Join the bowel movement this week

Bowel Cancer Australia is encouraging Australians to ‘join the bowel movement’ this week by visiting their local pharmacist to pick up a bowel cancer screening test, as it could ultimately save their life.

Bowel Cancer Awareness Week (June 3 – 9, 2012) aims to heighten community awareness and understanding of our country’s second biggest cancer killer – a disease that kills one Australian every two hours.

As a preface to Bowel Cancer Awareness Week, Team VIVA! lent their voice to the cause by teaming with Bowel Cancer Australia and The Pharmacy Guild of Australia on May 30, 2012 to release the country’s first concrete evidence showing that early detection through screening for bowel cancer is critical, as it correlates with an improved prognosis for this perilous yet preventable disease.

According to Professor Graeme Young from Flinders University, Adelaide who spearheaded the landmark research, “Bowel cancers detected at an early stage are highly curable, reducing the chance of death from the disease.”
Current guidelines recommend bowel screening is performed at least once every two years for people aged 50 and over. Even without symptoms or a family history, all Australians can screen for bowel cancer with tests available from their local pharmacy.

In a bid to curtail the number of Australian deaths from bowel cancer each year, the Pharmacy Guild of Australia together with Bowel Cancer Australia, run BowelScreen® Australia – a pharmacy-based bowel cancer awareness, education and screening program for the community.

“Pharmacists are positioned at the coal face of community health, as the most accessible health professionals. People who do not have any obvious symptoms of bowel cancer can talk to their local pharmacist about bowel health and bowel cancer, and obtain a screening test which they can perform in the privacy of their own home,” said National President of the Pharmacy Guild of Australia, Kos Sclavos.

Professor Adrian Polglase, specialist colorectal surgeon at Cabrini Hospital and Patron of the Let’s Beat Bowel Cancer initiative, Melbourne, who has performed more than 5,000 bowel cancer procedures during his career, has a poignant message for the Australian community.

Entries provided>
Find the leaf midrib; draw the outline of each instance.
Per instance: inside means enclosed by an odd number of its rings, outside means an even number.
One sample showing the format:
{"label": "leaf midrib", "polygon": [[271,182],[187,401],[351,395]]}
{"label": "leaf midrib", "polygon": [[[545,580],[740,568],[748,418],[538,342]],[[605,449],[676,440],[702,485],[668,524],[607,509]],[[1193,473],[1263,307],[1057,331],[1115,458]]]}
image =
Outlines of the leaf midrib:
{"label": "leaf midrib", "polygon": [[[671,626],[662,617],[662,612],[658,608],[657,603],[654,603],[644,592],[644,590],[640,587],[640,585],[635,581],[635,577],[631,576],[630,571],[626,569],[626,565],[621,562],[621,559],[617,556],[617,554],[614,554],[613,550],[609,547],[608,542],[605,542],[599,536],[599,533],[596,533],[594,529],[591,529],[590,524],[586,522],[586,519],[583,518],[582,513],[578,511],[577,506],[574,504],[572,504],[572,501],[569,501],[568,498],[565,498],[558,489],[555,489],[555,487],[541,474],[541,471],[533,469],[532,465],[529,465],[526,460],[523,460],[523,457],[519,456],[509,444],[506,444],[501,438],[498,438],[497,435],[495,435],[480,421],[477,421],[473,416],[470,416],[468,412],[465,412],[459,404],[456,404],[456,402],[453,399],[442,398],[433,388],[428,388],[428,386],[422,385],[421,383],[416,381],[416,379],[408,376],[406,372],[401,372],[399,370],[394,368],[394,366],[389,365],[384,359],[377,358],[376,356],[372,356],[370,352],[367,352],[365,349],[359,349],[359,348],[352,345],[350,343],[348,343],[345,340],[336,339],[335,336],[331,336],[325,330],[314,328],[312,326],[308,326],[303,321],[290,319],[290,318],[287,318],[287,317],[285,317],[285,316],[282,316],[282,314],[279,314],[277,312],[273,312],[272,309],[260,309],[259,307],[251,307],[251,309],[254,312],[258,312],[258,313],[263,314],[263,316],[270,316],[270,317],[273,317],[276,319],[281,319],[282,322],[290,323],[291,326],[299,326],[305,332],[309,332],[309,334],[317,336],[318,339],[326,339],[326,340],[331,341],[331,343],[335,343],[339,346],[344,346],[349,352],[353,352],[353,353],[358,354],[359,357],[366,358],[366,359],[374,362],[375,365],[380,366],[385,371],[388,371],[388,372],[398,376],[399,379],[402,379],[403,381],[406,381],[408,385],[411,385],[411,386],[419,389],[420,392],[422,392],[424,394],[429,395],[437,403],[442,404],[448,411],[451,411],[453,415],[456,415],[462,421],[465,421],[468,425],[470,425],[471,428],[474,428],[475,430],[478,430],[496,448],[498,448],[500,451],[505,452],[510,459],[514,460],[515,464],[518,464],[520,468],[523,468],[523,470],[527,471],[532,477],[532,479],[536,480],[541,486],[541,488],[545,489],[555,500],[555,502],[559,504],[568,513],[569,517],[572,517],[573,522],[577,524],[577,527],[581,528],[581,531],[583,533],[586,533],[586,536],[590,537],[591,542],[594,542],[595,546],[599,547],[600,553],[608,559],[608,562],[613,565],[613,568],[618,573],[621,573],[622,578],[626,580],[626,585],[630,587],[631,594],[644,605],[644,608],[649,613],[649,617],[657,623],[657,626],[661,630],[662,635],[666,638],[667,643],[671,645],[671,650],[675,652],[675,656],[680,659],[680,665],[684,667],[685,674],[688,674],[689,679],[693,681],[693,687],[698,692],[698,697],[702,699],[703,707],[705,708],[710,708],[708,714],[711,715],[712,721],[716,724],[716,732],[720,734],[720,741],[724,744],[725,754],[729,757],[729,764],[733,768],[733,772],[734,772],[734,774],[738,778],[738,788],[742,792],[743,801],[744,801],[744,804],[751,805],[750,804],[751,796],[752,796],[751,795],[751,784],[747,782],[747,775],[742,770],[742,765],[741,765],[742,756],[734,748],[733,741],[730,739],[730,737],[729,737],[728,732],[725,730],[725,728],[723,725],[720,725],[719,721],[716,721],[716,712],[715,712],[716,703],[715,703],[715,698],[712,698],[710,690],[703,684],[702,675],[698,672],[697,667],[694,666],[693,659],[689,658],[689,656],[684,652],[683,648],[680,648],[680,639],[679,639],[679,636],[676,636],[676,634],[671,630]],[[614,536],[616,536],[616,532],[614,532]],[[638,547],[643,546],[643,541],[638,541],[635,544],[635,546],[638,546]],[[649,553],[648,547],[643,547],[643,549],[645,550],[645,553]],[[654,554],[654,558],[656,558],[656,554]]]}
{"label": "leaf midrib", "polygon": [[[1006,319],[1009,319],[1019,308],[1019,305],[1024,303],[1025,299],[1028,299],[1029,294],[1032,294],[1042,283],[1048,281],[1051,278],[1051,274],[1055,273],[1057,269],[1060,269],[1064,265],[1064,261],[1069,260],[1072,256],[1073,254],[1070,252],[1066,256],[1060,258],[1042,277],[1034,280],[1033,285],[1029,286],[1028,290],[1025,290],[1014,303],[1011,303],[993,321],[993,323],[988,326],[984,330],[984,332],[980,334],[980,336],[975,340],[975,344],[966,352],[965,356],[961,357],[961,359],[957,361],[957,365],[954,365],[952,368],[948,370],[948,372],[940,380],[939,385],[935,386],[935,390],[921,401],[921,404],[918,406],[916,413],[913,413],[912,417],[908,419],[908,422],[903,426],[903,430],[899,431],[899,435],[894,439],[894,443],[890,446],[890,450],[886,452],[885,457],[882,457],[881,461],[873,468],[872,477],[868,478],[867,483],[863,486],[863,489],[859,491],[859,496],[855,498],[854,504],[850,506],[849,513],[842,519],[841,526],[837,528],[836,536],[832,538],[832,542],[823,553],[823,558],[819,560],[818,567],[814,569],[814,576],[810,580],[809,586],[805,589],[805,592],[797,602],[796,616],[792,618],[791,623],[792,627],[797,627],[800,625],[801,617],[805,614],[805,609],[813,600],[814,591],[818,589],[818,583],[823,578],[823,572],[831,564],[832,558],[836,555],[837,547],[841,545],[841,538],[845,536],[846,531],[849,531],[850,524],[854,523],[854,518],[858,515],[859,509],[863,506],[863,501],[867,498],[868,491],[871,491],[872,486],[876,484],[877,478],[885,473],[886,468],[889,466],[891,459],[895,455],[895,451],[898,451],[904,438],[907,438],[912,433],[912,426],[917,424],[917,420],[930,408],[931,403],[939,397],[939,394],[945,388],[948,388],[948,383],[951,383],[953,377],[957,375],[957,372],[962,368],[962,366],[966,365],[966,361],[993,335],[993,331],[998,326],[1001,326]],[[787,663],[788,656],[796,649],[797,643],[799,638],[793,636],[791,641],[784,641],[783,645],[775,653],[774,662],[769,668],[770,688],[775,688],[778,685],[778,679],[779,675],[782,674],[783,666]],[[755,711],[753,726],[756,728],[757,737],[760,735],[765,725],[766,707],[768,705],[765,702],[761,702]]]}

What the task asks>
After the items, write out the bowel cancer article's wording word for word, everything from "Bowel Cancer Australia is" down to "save their life.".

Answer space>
Bowel Cancer Australia is encouraging Australians to ‘join the bowel movement’ this week by visiting their local pharmacist to pick up a bowel cancer screening test, as it could ultimately save their life.